- **PROBLEM SET**
- A) According to the excerpt on the Japanese election, how many Lower House seats does the LDP currently hold?
- B) In one to three sentences, explain why the excerpt on the Japanese election describes the vote as one the government doesn't really need to hold.
- C) Reproduce the part of the excerpt on the Japanese election starting at "The polls of" and ending at "really need to?".

- **EXCERPT**
As the official election campaign rolled out last week, the media are still trying to get a handle on what the upcoming Japanese election is all about. This is ‘the election Japan didn’t need to have’ or the election ‘that’s not about anything in particular’, except securing Prime Minister Abe’s and the Liberal Democratic Party (LDP) survival in the longer term. It is also a window of opportunity — ‘the now’s our chance’ opportunity — for the ruling LDP to entrench its current power in the Japanese Lower House for an extra couple of years. The paradox is that, unless democratic institutions and leadership totally fail the Japanese electorate, Abe and his cabinet are on a hiding to nowhere in the medium to longer term but appear to be assured of a massive election victory on 14 December.

The polls of all the major Japanese newspapers a few days ago suggest that the LDP will win a 300 seat or more majority in the Lower House of the Diet next weekend. Currently they hold 294 seats after the loss of confidence in the Democratic Party of Japan (DPJ) government two years ago. Under the Japanese constitution, a majority of this size would give the government the power to override rejection of legislation in the House of Councillors and enormous power to prosecute its agenda, perhaps even without the support of its coalition partner the centrist New Komeito. On most issues, including the economic agenda on which Abe has declared this unscheduled election to be a referendum, the Japanese government already has the numbers. So why is the Abe government going to the polls when it doesn’t really need to?

- **ENTRIES PROVIDED**

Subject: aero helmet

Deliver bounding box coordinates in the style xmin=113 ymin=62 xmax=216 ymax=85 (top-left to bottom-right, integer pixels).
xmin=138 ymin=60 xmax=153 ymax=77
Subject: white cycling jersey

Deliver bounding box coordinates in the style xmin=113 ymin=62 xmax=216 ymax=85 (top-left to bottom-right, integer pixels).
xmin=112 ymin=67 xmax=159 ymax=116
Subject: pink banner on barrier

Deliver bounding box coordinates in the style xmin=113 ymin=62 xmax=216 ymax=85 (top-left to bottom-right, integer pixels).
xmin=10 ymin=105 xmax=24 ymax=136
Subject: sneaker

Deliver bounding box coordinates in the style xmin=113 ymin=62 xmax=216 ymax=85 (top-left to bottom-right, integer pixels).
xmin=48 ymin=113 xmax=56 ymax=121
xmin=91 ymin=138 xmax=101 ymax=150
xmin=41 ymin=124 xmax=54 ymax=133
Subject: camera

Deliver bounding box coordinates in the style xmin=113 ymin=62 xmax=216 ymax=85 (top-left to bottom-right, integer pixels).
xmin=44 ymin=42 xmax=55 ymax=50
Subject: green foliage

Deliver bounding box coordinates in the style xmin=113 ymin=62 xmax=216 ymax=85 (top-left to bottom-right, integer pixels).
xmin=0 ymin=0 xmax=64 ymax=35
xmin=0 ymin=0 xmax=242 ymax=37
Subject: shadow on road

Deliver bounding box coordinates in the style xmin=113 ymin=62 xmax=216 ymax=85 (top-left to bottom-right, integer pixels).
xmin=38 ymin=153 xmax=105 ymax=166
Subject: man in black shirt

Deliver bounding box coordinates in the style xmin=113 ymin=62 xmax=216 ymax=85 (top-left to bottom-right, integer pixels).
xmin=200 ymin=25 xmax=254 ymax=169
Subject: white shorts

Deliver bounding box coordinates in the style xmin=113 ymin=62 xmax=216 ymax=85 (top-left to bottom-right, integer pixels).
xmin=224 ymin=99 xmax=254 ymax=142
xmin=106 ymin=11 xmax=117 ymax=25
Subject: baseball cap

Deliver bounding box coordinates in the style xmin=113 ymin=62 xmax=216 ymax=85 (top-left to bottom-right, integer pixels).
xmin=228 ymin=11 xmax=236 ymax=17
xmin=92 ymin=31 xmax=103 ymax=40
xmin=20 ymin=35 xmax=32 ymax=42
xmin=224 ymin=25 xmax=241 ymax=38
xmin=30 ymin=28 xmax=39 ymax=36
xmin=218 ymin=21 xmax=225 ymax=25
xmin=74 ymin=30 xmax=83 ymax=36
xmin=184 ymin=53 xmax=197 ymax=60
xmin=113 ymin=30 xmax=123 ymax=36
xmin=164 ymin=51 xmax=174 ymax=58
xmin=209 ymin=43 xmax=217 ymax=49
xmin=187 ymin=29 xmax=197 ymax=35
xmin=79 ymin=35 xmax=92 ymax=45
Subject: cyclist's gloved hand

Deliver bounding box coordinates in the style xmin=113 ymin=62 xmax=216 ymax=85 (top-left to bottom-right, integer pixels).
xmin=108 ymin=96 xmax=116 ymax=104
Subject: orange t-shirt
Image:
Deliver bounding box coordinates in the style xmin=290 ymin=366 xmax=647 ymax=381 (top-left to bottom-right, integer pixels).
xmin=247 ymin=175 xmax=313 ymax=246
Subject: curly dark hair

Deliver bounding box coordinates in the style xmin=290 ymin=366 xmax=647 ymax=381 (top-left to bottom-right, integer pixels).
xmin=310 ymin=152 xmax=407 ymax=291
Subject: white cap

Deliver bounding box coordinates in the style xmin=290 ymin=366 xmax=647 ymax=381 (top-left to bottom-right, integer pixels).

- **SET OF ANSWERS**
- A) 294 seats.

- B) On most issues, including the economic agenda that Abe has declared the election a referendum on, the government already has the numbers. The election is instead about securing Abe's and the LDP's survival in the longer term and entrenching the party's power in the Lower House for an extra couple of years.

- C)
The polls of all the major Japanese newspapers a few days ago suggest that the LDP will win a 300 seat or more majority in the Lower House of the Diet next weekend. Currently they hold 294 seats after the loss of confidence in the Democratic Party of Japan (DPJ) government two years ago. Under the Japanese constitution, a majority of this size would give the government the power to override rejection of legislation in the House of Councillors and enormous power to prosecute its agenda, perhaps even without the support of its coalition partner the centrist New Komeito. On most issues, including the economic agenda on which Abe has declared this unscheduled election to be a referendum, the Japanese government already has the numbers. So why is the Abe government going to the polls when it doesn’t really need to?